Recorded data:
:::

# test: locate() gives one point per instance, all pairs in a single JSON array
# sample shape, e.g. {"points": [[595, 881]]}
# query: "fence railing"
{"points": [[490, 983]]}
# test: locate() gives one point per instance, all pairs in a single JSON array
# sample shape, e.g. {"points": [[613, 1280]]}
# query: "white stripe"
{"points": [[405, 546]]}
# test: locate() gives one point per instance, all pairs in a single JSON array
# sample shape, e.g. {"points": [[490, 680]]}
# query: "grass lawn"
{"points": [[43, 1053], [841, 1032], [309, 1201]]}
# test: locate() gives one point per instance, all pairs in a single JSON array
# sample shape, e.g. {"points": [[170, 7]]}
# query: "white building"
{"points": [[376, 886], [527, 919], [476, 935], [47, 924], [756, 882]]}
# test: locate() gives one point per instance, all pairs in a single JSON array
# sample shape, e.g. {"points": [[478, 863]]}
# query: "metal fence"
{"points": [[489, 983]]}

:::

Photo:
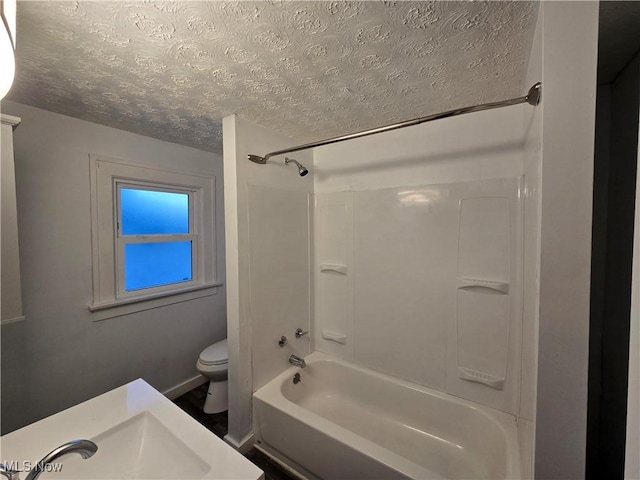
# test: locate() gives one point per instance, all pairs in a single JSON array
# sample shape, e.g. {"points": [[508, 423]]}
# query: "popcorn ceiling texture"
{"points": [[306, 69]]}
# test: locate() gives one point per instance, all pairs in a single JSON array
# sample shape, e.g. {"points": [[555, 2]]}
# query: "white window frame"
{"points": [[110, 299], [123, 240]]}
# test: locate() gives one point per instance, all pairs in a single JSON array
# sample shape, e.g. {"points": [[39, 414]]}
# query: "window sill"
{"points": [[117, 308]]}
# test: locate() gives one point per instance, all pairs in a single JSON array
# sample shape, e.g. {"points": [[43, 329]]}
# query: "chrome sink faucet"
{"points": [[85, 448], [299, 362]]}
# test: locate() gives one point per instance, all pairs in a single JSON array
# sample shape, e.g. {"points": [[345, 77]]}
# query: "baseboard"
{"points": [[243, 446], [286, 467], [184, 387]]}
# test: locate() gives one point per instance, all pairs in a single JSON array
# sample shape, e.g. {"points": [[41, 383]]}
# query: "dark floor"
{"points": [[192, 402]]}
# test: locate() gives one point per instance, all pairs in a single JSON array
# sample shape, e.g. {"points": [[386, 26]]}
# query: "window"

:::

- Goal of the exercise
Report every line in the entries above that contains the string "fence", copying each such line in full, and treat case as significant.

- Written solution
# query: "fence railing"
# query: "metal fence"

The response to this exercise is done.